§ **PAGE EXTRACT**:
Georgia finished a round of chemo and steroids a few weeks ago.  I was SO happy to have that over with.  She gets "steroid psychosis".  Which means she becomes a psycho.  This round of steroids seemed less daunting because it was only a week on, a week off, and then another week on.  The problem was it was a very high dose.  Towards the end of the last week she would scream for hours on end.  I would have to leave the house and walk down the sidewalk  until I couldnt hear  her.  I was honestly afraid a neighbor would call the police.  She would scream over anything.  Mostly over me not having the right food in the house. And the screaming wouldnt end if I got the right food.  Steroids make people crave salty, processed foods.  CONSTANTLY!  Anyway, she was prescribed Zanax and it helped.  And then after a week the steroids left her system and Georgia was back! It was awesome.  Soon after she finished the steroids she had a 5 day hospital stay for a fever.  Her immunity was at a 0.  Normal immunity (or ANC ) is around 5,000, I think.   Her ANC ended up rising much faster than expected and she was able to start her next round of chemo.  It started with another lumbar puncture and methotrexate into her spine and brain, some other chemo drug in an IV for about 6 hours, and we were sent home with chemo in the form of shots to give her a few nights for 2 weeks and chemo in pill form to be given every night for 2 weeks.  The shots were traumatic.  Luckily Drew gives shots all day so I was able to pass that job onto him.  We are all so happy that is over with.  And now with this round of chemo coming to an end, Georgia's immune system is once again knocked out and we are sentenced to isolation at home!  Trying to keep her away from other people and places.  We are expecting to have to bring her to the hospital at some point within the next few weeks as any germ at all will give her a fever since she doesnt have an immune system to fight it.  As every round or phase of chemo ends we feel so relieved.  We can see the end coming and see the progress we are making with her treatments.  As far as I know we have about 2 months left of the icky stuff.  That is just a wonderful feeling.   We have also been so blessed to have so many wonderful, thoughtful, kind, giving people around us and far away that are constantly doing things to brighten our Georgia's day.  And when Georgia is happy the rest of us are happy! It truly means so much to me and my family.

Out of the hospital with her new "pet" Halloween rat.  Oh, and bat wings.

Back in the clinic for a full day of chemo.  Her sweet friend Chloe, and her baby sister Georgia came to keep her company!!! It was such a blessing! That long day whizzed by! That baby Georgia has had to be brave and go through so much, just like our Georgia.  Such special girls.


Georgia was invited to play with some friends. Kayla Addie and Kylee.  Those girls were so sweet to Georgia.  They made bracelets and sold them.  Then gave all the money to Georgia.  So cute.

Time for a blood transfusion

Ok, these pics are a bit random.  As I was looking for recent pics to post I came across a few old ones and had to include them.  Because I love them.

Cooper and baby Georgia.

We look forward to a healthy Georgia again! (November 2012)

Grandma and Grandpa Harrison came all the way from Utah for Cooper's baptism.  Cooper was very lucky to have all of his great grandparents and grandparents at his baptism in September.

§ **AVAILABLE DATA**:

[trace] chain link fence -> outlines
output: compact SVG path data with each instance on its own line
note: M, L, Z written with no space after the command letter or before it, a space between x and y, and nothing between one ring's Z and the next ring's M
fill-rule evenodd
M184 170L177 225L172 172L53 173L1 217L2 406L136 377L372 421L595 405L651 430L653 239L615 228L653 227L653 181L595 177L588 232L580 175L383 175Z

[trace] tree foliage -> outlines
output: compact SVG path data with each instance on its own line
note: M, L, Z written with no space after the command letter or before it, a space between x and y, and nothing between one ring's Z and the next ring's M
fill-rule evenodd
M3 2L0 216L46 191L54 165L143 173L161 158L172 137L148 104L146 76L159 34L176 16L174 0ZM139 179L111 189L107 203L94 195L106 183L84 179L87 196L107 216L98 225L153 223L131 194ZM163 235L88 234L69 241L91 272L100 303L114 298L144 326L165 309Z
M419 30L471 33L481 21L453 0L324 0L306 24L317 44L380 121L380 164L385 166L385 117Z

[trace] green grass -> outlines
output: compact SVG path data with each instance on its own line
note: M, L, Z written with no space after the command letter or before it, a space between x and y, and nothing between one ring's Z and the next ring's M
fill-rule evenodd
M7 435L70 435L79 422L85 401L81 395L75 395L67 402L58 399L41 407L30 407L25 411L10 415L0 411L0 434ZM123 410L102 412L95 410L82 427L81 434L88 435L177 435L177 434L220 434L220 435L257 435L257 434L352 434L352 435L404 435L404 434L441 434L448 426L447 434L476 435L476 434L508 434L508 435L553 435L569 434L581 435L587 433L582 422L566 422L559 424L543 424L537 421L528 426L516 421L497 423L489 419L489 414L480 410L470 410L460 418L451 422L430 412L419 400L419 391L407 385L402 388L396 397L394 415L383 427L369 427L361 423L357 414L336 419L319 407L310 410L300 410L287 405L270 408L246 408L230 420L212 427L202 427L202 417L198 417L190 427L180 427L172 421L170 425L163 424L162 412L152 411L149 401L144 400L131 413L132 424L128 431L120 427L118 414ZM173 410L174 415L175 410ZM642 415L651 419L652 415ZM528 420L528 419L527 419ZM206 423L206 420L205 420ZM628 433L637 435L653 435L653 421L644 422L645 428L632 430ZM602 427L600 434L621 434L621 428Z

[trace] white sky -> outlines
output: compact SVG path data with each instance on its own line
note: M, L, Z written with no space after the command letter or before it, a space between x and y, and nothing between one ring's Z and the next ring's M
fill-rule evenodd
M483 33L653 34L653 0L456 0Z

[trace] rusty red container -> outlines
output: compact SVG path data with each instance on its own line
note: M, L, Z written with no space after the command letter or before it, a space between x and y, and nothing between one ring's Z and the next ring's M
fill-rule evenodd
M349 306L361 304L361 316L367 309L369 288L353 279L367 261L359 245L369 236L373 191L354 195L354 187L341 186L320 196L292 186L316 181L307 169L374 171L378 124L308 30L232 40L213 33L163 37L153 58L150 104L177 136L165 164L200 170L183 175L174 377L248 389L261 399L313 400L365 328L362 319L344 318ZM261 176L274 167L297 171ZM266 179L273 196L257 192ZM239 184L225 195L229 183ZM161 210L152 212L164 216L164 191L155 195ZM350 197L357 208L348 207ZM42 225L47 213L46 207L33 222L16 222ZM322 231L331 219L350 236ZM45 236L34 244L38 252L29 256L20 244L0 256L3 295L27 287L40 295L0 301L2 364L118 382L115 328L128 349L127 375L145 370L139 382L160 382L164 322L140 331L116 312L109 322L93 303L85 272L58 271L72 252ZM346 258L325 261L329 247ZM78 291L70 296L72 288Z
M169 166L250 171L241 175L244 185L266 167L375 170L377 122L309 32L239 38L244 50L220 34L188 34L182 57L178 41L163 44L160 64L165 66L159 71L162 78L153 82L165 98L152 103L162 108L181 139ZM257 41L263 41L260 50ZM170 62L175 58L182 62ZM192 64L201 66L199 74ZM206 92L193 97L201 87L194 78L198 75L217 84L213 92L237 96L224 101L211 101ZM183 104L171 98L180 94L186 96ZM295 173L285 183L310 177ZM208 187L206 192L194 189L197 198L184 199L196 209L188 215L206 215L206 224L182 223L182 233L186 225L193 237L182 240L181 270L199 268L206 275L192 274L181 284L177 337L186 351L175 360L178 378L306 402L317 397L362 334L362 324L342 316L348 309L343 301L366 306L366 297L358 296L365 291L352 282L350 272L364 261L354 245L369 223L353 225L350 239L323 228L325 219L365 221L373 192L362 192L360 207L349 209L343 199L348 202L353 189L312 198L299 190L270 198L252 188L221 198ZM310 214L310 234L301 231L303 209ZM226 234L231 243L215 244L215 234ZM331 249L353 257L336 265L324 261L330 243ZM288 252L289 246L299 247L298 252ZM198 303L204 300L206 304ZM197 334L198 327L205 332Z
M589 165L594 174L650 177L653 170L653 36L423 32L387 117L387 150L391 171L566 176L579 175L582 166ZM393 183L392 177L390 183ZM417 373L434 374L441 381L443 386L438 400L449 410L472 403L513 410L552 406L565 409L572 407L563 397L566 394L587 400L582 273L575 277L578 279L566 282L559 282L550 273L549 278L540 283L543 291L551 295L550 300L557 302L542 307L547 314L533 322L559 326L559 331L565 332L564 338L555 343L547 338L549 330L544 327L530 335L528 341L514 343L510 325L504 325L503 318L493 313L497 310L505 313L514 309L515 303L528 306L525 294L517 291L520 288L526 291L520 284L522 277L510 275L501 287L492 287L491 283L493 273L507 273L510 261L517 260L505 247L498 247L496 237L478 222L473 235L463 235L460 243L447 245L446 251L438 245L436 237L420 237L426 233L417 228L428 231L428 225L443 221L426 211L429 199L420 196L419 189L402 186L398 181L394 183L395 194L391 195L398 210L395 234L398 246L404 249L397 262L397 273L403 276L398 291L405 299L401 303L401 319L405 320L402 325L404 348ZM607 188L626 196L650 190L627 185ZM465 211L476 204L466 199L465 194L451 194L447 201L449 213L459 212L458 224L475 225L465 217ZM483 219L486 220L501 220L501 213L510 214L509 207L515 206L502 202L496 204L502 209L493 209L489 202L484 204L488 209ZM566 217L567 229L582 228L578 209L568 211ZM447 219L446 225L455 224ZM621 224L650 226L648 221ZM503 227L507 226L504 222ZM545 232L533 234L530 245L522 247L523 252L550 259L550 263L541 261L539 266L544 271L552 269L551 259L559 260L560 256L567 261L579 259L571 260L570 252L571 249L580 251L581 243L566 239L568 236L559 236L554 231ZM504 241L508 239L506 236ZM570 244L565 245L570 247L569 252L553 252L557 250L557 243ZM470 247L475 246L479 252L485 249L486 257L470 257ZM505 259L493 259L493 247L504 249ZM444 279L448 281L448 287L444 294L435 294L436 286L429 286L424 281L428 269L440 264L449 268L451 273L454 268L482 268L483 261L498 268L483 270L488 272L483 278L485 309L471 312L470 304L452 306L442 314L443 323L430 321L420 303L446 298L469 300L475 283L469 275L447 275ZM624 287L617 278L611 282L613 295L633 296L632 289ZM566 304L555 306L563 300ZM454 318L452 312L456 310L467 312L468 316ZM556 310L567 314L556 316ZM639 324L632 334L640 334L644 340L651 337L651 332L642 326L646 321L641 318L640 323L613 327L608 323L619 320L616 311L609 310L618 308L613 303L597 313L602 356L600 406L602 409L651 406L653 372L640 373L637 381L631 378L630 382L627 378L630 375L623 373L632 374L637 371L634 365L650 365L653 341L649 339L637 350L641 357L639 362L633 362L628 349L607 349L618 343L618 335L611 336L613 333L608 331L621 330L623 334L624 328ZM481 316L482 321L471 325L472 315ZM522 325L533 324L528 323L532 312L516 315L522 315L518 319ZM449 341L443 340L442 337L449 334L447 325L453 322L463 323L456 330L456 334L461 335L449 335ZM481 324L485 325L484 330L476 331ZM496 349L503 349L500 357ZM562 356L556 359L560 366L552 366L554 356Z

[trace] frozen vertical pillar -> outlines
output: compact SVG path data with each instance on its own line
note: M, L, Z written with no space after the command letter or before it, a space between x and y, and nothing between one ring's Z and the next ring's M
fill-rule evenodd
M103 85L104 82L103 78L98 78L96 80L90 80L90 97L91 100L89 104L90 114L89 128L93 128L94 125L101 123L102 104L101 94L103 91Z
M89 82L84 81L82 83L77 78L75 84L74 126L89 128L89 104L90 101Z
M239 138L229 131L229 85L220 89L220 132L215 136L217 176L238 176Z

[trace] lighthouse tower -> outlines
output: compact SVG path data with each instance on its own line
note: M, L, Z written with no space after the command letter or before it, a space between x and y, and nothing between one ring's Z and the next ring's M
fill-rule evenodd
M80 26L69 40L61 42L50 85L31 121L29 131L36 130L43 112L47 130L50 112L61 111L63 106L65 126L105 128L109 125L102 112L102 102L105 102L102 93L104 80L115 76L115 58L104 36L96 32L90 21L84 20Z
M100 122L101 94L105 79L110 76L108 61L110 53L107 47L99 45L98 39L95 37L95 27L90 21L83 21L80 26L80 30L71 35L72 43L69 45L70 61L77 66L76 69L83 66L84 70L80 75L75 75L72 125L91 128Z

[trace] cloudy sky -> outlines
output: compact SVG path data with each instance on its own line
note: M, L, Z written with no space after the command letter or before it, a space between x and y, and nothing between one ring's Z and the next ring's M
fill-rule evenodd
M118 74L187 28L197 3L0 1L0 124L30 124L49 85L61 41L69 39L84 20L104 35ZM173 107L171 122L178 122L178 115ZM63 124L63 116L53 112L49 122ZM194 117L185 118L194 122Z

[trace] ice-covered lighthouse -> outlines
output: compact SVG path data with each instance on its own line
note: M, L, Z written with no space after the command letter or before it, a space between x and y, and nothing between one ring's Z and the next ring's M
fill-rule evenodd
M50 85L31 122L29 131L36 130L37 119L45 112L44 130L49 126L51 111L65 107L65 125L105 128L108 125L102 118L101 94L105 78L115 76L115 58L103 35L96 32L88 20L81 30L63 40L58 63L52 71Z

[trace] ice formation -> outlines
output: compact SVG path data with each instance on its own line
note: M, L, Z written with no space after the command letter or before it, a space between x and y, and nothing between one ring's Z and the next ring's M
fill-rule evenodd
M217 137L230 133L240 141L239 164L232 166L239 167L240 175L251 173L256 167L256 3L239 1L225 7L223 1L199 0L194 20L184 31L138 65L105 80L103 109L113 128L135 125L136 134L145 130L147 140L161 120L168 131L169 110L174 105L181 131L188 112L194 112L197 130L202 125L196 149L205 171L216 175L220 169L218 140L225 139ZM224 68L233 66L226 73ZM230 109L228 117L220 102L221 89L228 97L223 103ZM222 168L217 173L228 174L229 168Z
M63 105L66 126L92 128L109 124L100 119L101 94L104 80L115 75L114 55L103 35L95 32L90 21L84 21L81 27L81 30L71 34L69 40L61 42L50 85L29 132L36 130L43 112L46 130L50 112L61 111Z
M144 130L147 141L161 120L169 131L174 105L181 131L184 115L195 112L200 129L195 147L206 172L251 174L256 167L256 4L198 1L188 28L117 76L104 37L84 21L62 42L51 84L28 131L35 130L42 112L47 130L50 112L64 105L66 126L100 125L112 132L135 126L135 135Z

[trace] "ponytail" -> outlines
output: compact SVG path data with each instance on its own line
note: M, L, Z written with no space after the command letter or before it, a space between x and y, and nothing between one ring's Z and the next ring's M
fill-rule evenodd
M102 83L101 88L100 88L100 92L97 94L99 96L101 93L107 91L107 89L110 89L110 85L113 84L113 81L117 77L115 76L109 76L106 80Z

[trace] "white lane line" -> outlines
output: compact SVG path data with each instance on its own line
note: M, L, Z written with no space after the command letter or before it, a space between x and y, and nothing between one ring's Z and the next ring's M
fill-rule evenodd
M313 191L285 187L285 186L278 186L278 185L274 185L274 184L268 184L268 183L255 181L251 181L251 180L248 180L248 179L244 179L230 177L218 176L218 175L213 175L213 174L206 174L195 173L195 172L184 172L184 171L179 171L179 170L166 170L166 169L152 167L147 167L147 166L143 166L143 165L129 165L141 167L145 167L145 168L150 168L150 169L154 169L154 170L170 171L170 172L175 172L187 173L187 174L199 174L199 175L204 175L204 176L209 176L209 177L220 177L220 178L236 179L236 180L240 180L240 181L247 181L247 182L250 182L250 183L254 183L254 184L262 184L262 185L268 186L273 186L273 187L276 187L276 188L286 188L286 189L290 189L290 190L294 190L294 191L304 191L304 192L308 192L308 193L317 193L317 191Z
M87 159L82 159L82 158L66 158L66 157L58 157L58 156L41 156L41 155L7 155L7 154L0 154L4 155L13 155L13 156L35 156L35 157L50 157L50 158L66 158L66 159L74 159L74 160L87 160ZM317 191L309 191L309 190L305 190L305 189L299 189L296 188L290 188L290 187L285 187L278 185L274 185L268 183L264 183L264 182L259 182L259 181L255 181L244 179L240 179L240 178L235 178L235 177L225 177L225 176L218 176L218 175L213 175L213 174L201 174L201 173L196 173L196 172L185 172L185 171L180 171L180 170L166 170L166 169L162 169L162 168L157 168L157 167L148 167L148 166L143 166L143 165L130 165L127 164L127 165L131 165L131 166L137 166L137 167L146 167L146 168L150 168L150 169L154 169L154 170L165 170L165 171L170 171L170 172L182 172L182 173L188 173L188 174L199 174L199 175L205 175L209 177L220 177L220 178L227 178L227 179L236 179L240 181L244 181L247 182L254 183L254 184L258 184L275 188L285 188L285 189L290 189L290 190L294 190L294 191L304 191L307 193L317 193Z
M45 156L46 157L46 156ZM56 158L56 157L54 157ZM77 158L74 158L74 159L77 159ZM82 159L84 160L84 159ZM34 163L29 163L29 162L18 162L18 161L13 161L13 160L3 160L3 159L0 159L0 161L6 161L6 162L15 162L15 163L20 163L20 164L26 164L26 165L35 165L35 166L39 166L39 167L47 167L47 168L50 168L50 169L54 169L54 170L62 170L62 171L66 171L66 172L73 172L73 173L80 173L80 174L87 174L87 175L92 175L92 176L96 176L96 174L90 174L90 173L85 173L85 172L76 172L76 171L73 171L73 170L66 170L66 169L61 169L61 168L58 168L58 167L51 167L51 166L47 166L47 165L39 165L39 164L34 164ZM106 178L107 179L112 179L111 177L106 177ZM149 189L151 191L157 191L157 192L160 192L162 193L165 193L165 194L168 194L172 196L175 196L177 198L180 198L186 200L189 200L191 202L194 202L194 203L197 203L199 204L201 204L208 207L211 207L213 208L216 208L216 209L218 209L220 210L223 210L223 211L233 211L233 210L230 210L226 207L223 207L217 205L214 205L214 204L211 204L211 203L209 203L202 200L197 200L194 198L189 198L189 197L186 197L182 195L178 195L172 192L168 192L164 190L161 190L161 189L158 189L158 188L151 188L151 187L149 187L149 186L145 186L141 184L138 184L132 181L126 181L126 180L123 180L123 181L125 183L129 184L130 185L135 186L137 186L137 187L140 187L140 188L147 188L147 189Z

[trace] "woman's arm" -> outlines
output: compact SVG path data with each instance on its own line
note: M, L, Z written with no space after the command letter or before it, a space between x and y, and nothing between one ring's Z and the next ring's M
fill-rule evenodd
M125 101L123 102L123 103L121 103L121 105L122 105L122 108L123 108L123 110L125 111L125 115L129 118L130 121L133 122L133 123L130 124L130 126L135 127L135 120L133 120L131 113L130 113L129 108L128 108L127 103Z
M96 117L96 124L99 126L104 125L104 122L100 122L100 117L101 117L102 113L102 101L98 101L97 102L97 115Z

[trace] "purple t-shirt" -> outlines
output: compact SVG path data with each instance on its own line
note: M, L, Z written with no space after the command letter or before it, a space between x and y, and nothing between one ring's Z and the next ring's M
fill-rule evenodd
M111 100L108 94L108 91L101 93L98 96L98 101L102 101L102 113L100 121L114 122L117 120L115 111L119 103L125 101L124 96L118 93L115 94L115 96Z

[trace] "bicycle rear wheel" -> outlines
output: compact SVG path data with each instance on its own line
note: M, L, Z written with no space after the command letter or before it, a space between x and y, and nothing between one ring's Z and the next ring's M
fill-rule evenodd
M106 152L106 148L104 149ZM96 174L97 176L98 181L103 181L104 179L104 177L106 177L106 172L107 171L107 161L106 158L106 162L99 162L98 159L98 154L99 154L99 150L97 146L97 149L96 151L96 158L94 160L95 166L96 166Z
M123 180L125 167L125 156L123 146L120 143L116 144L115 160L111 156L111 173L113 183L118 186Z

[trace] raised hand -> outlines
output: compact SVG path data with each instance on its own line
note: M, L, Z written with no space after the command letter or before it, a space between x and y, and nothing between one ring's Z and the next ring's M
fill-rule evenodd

§ **YOUR OBJECTIVE**:
Please reproduce the stretch of the post about Georgia's chemo from "Time for a blood" through "and baby Georgia.", word for word.

§ **TASK RESULT**:
Time for a blood transfusion

Ok, these pics are a bit random.  As I was looking for recent pics to post I came across a few old ones and had to include them.  Because I love them.

Cooper and baby Georgia.